• [Textauszug]:
========================
Die Autoren heben hervor, dass die Atomkriegsdrohung Chruschtschows gegen Paris und London der Hilflosigkeit zu nachhaltigerem Eingreifen entsprach, sodann auch der Bindung an die Ungarnkrise. Dennoch war der sowjetische Parteisekretär subjektiv (und im Rückblick: fälschlich) überzeugt, dass es diese Drohung gewesen sei, die Frankreich und Großbritannien zum Einlenken bewogen habe. Gerade daraus habe er „gelernt“, dass eine Drohpolitik das richtige Mittel darstelle, um den „Westen“ zum Einlenken zu bringen – eine gefährliche Linie vom Irak 1958 über Berlin bis Kuba 1962. Diese Deutung überzeugt, macht sie doch Friedens- und Gleichberechtigungsstreben wie auch Risikopolitik verständlicher.

Gerade die innenpolitischen Bindungen sowjetischer Außenpolitik werden von den Autoren vorzüglich erläutert und Sachfragen vom U-2-Abschuss und der geplatzten Gipfelkonferenz 1960 bis zum Sturz Chruschtschows aus den Kräfteparallelogrammen in der sowjetischen Politik deutlich herausgearbeitet.
========================
• [Schriftlicher Auftrag A]: Übertrage aus den Einträgen alles von der Zeile mit „Can you find the acoustic“ bis hinunter zur Zeile mit „[[249, 202]]“, beide eingeschlossen, in eine JSON-Liste von Zeichenketten mit einer Zeichenkette je Zeile und ohne Leerzeilen.
Der Textauszug und die Einträge stehen in keinem Zusammenhang miteinander.
========================
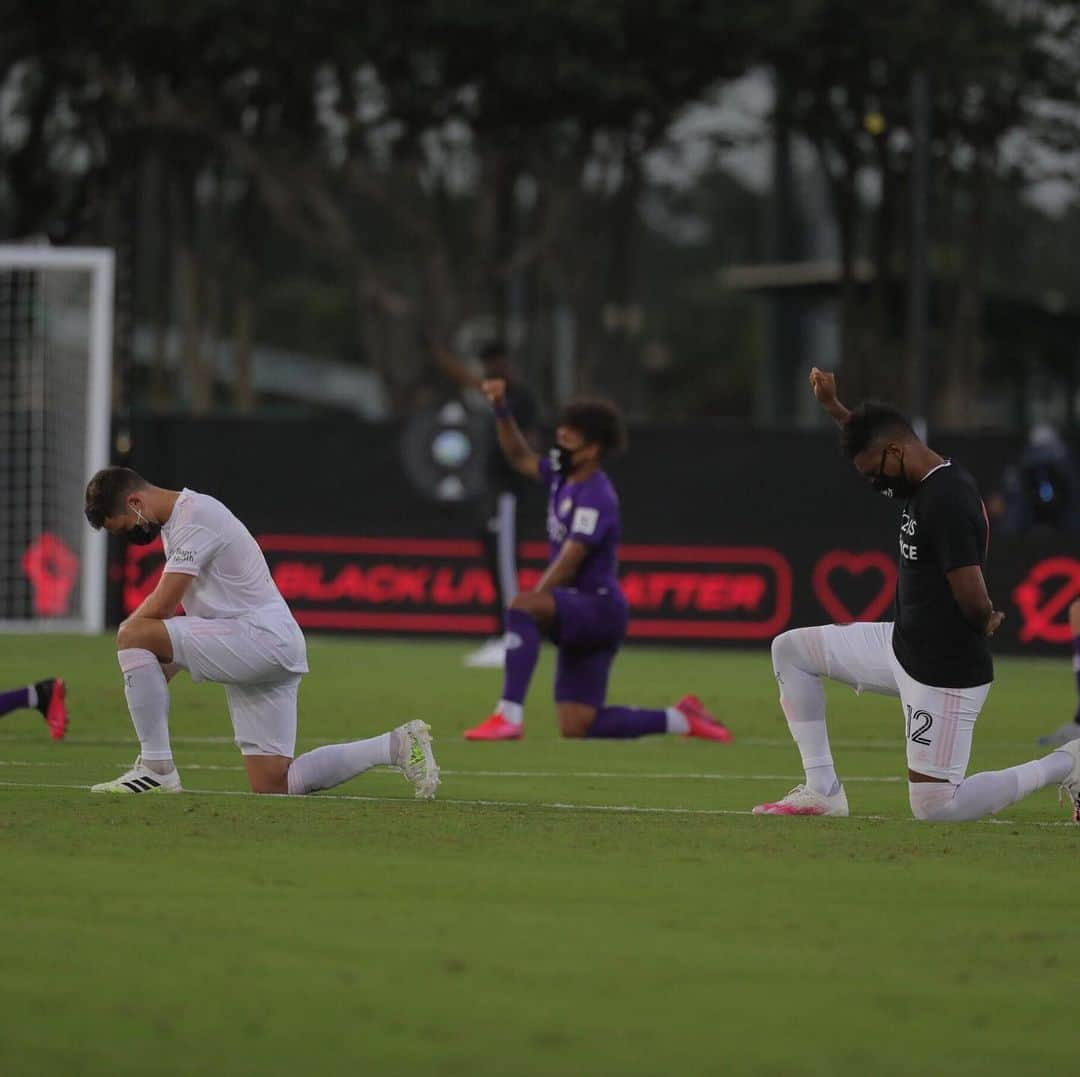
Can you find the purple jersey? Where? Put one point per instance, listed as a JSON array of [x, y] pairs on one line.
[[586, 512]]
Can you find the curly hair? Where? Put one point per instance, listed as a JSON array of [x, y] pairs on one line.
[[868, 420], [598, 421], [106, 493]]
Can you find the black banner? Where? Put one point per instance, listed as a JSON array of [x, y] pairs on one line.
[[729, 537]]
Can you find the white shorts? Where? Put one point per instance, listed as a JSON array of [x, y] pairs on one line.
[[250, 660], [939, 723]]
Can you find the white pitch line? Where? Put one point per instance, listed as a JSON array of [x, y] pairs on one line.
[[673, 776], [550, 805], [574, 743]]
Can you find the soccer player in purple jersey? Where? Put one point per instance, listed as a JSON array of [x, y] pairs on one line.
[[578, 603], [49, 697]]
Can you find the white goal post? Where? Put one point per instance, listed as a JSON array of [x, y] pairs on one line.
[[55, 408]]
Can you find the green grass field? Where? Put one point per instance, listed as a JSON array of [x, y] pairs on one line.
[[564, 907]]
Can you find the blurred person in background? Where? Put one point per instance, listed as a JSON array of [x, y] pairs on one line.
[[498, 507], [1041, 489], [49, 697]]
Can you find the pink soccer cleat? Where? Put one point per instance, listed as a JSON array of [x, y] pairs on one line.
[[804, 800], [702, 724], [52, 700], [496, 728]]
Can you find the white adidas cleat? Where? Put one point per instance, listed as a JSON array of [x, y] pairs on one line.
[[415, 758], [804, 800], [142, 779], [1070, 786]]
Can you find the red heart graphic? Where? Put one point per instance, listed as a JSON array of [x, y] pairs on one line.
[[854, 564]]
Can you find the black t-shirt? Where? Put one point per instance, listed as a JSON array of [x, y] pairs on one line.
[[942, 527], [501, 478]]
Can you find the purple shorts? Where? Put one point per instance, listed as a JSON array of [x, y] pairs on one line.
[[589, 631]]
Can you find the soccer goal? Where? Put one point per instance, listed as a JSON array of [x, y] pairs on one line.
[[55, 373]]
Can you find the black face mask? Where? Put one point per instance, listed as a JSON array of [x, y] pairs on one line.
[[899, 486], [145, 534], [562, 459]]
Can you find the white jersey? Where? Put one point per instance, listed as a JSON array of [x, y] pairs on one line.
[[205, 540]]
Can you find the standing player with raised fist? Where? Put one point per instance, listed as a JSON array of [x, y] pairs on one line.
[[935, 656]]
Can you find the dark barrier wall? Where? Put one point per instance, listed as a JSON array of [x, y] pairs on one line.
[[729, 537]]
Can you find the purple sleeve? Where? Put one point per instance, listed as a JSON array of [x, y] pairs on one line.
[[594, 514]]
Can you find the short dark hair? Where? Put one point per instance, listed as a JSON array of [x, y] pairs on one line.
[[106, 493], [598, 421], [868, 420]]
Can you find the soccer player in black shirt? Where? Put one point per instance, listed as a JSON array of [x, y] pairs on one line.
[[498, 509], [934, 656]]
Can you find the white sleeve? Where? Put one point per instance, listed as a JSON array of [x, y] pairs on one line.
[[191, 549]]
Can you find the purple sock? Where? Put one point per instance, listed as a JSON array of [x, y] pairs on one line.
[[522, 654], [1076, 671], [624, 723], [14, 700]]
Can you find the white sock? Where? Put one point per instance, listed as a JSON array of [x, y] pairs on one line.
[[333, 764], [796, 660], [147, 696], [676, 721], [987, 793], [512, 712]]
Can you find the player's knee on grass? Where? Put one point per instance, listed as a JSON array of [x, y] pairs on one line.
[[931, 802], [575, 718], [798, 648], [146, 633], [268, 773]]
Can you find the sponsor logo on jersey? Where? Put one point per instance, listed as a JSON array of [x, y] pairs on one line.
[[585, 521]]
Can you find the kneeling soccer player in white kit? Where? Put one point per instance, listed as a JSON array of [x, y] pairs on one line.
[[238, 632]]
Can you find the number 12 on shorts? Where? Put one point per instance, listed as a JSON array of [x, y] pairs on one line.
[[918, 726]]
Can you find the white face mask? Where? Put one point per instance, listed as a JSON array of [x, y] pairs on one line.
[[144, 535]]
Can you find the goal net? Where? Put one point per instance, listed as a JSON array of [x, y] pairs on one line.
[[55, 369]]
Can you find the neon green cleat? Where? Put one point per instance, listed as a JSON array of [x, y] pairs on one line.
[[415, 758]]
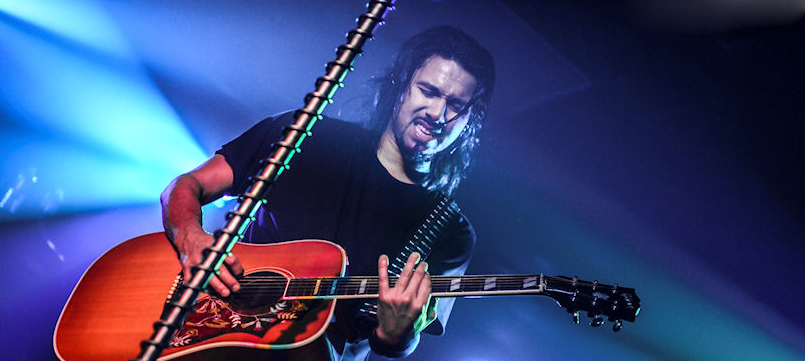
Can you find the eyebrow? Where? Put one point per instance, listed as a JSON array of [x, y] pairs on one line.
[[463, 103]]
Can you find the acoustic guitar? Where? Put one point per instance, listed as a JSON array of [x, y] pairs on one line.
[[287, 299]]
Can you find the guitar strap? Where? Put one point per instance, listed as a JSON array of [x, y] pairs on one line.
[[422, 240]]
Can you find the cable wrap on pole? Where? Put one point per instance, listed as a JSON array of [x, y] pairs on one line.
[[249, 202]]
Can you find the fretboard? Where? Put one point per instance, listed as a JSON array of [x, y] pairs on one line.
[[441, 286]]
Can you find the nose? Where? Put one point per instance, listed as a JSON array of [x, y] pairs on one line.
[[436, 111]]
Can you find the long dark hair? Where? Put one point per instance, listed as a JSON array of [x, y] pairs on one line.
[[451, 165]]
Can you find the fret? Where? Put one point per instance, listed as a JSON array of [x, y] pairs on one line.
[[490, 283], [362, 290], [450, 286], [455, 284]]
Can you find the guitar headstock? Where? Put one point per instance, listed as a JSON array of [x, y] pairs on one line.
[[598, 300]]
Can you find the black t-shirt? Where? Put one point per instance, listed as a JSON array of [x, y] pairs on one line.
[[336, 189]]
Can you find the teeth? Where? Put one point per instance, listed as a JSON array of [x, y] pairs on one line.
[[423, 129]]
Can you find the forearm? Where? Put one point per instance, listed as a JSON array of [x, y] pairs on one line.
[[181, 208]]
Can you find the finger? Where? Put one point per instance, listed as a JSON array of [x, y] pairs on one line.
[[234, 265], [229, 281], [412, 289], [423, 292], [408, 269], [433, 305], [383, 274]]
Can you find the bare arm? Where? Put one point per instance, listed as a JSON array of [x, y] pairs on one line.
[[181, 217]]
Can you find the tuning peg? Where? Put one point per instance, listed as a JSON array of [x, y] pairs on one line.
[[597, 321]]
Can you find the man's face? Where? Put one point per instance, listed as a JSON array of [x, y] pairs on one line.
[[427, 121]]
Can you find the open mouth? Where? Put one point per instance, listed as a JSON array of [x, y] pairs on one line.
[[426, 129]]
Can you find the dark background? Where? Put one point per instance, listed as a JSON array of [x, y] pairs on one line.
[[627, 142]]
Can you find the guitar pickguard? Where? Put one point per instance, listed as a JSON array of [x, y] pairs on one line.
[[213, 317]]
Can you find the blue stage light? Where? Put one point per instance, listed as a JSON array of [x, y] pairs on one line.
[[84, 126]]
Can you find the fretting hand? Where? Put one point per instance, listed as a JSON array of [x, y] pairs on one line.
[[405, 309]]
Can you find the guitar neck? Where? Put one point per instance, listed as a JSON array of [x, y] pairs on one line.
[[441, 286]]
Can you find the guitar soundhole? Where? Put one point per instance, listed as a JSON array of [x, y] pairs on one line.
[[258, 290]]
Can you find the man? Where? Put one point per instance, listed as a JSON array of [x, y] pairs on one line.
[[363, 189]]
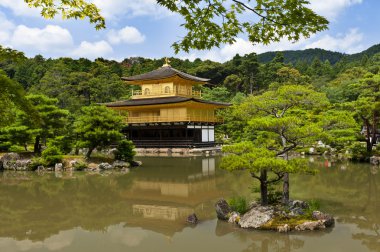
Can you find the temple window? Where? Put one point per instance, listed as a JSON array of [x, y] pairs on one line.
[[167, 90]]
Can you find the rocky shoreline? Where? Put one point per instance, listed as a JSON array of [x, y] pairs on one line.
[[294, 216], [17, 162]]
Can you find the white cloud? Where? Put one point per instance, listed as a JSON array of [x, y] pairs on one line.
========================
• [Schriftlicher Auftrag B]: Über welche Stationen verlief laut dem Textauszug die gefährliche Linie der Drohpolitik?

• [Vollständige Lösung A]:
[
  "Can you find the acoustic guitar? Where? Put one point per instance, listed as a JSON array of [x, y] pairs on one line.",
  "[[287, 299]]",
  "Can you find the guitar strap? Where? Put one point per instance, listed as a JSON array of [x, y] pairs on one line.",
  "[[422, 240]]",
  "Can you find the cable wrap on pole? Where? Put one point per instance, listed as a JSON array of [x, y] pairs on one line.",
  "[[249, 202]]"
]

• [Vollständige Lösung B]: Vom Irak 1958 über Berlin bis Kuba 1962.